Task to complete>
Pick out every line of the data below that contains the word "each". Matching is case-sensitive, so uppercase and lowercase letters count as different.

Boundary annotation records

#####

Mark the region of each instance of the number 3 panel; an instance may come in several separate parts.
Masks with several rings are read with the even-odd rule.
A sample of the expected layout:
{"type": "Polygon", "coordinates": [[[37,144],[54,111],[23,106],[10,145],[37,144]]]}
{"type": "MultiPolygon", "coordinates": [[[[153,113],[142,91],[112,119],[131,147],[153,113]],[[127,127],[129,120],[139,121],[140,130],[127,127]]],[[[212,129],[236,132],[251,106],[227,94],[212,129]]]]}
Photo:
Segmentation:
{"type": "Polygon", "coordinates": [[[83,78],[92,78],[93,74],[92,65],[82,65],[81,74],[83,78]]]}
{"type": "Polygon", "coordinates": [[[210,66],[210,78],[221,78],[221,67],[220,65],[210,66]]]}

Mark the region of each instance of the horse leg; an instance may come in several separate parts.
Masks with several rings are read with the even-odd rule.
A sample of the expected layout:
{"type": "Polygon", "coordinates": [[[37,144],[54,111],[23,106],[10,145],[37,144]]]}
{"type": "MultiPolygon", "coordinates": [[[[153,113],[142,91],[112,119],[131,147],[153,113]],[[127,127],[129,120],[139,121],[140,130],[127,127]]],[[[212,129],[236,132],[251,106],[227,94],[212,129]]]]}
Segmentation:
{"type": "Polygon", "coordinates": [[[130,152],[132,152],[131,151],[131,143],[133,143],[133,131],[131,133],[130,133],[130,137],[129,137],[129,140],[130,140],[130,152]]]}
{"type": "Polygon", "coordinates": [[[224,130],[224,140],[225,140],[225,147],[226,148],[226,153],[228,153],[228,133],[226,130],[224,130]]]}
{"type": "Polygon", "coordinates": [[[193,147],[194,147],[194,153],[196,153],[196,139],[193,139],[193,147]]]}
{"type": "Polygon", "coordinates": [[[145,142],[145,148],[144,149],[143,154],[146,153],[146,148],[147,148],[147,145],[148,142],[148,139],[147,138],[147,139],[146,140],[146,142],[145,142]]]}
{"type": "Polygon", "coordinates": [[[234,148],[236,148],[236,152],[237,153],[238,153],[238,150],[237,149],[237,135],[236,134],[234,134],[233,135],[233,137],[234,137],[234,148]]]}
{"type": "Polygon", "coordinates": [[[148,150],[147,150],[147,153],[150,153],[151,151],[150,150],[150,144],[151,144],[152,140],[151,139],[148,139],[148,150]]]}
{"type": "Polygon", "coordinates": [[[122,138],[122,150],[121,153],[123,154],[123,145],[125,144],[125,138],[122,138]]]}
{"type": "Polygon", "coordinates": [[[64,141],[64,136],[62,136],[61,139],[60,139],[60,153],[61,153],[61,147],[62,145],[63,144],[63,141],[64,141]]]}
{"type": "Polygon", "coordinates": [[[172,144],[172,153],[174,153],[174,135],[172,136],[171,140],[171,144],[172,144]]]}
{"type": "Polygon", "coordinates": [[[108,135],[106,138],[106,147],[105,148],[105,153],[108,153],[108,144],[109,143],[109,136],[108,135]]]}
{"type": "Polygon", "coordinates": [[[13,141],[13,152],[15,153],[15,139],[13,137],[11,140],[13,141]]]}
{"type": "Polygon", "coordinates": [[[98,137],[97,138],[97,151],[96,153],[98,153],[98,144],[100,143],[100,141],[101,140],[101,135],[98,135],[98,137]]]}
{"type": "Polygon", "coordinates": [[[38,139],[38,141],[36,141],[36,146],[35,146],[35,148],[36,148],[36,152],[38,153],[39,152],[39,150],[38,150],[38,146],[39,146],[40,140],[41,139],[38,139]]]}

#####

Solution to the problem>
Mark the region of each instance of the number 3 panel; an instance may come in several separate parts.
Mark the region of each instance of the horse leg; an instance may come in several separate parts.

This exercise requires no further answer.